◆ Extrait du document
Santé et sexualité des femmes : un sujet encore tabou

Une étude de la Fondation canadienne des femmes de 2022 révèle que 55 % de la population canadienne ne comprend pas pleinement la notion de consentement. (Crédit : Lyra Larouche)
Malgré les cours de sexualité obligatoires à l’école, certains préjugés, mythes et incertitudes sont encore au cœur de la santé et de la sexualité des femmes. Les jeunes restent souvent peu informées sur leur propre corps.
Apparu au début des années 1970, le concept de santé sexuelle est un sujet toujours en évolution. La santé et la sexualité des femmes restent marquées par un certain manque de connaissances sur le sujet.
Selon la sexologue Mia Dyer, l’ancienne manière d’éduquer les jeunes filles sur leur sexualité serait l’une des raisons du manque de maîtrise du sujet. « Il y a eu beaucoup d’éducation par la peur où on disait aux jeunes femmes qu’il ne faut pas avoir de rapport sexuel, qu’il ne faut pas tomber enceinte rapidement, etc. »

La sexologue Mia Dyer est membre de l’Ordre professionnel des sexologues du Québec (OPSQ) qui a comme but d’améliorer la santé sexuelle des Québécois. (Crédit : Courtoisie, Mia Dyer Sexologue)

◆ Extraits de données
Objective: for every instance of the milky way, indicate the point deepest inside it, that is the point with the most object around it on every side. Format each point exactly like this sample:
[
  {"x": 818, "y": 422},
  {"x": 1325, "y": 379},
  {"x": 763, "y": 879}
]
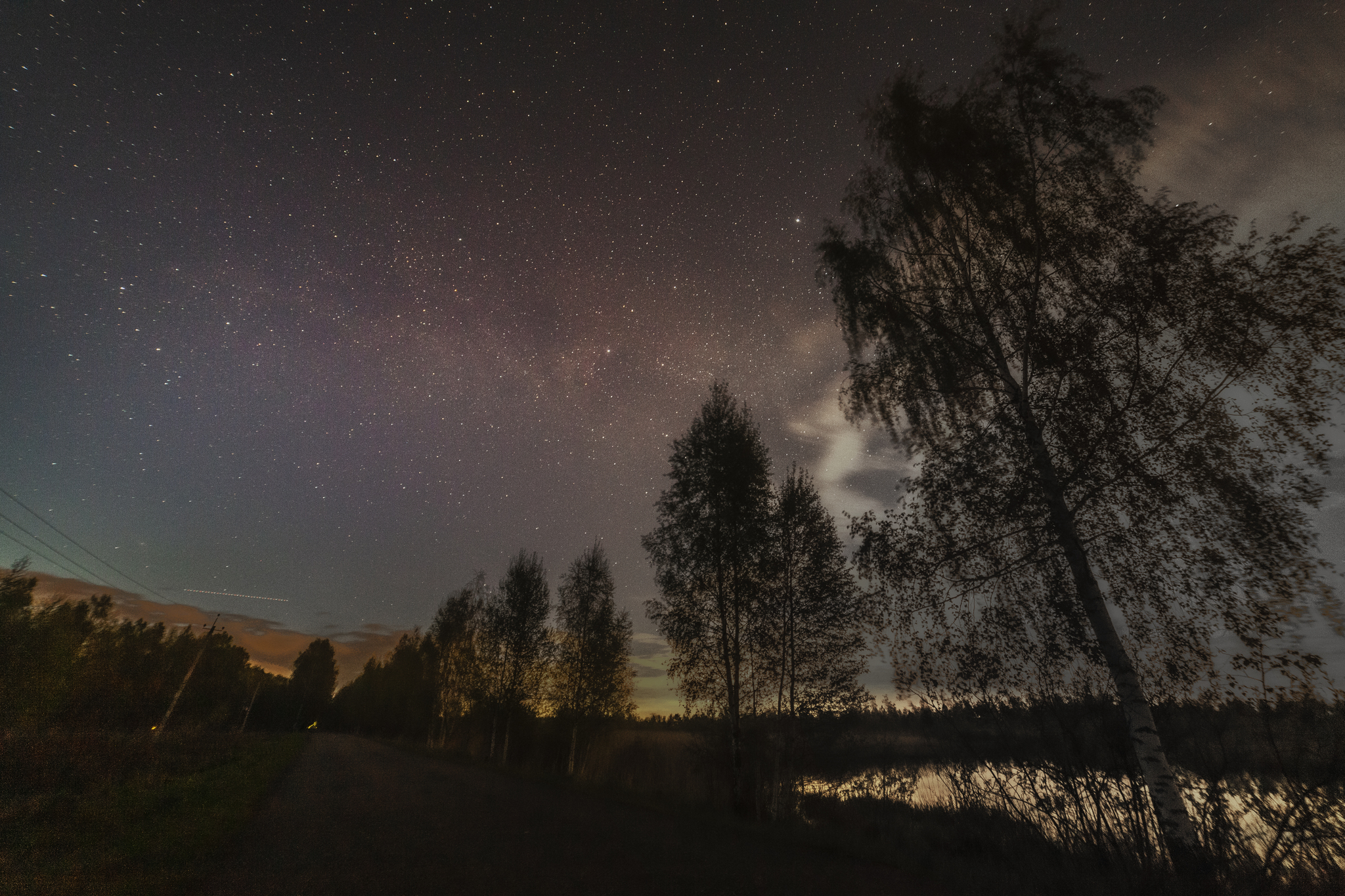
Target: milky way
[{"x": 341, "y": 307}]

◆ Questions
a) D'après le texte sur la santé et la sexualité des femmes, qu'est-ce qui reste au cœur de ce sujet malgré les cours de sexualité obligatoires à l'école ? Donnez tous les éléments cités.
b) Selon l'extrait du document, quand le concept de santé sexuelle est-il apparu ?
c) Prolongez le texte sur la santé et la sexualité des femmes au-delà de sa dernière phrase.

◆ Réponses
a) Les préjugés, les mythes et les incertitudes.

b) Au début des années 1970.

c)
Il y a également des lacunes quant aux études scientifiques qui sont faites sur les femmes et leur santé sexuelle. « Il n’y a pas beaucoup d’études qui ont été faites réellement à partir de l’expérience des femmes, ce qui fait en sorte qu’il y a beaucoup de mythes et de préjugés encore à déconstruire », explique la sexologue.
Par exemple, le liquide utilisé sur les serviettes hygiéniques vient récemment d’être changé pour mieux ressembler à la viscosité du sang. Avant, l’eau était utilisée, donc plusieurs se plaignaient de serviettes inadéquates à leurs besoins. « Elles n’étaient pas testées ou adaptées à la santé sexuelle des femmes », précise Mya Dyer. Selon le site Planetoscope, 1 447 serviettes hygiéniques sont utilisées chaque seconde à l’échelle mondiale.
Pour l’infirmière de la Polyvalente d’Arvida et de l’École secondaire Riverside, Émilie Fortin, le manque de connaissances a un lien avec la gêne des étudiants. Elle remarque que les jeunes trouvent que « c’est gênant de demander ». Un sondage de Statistique Canada, datant de 2024, relate qu’« environ 1 personne sur 5 de 15 à 24 ans a déclaré qu’un inconfort à parler de sa santé sexuelle ou reproductive l’avait déjà empêchée d’obtenir de l’aide d’un fournisseur de soins de santé ».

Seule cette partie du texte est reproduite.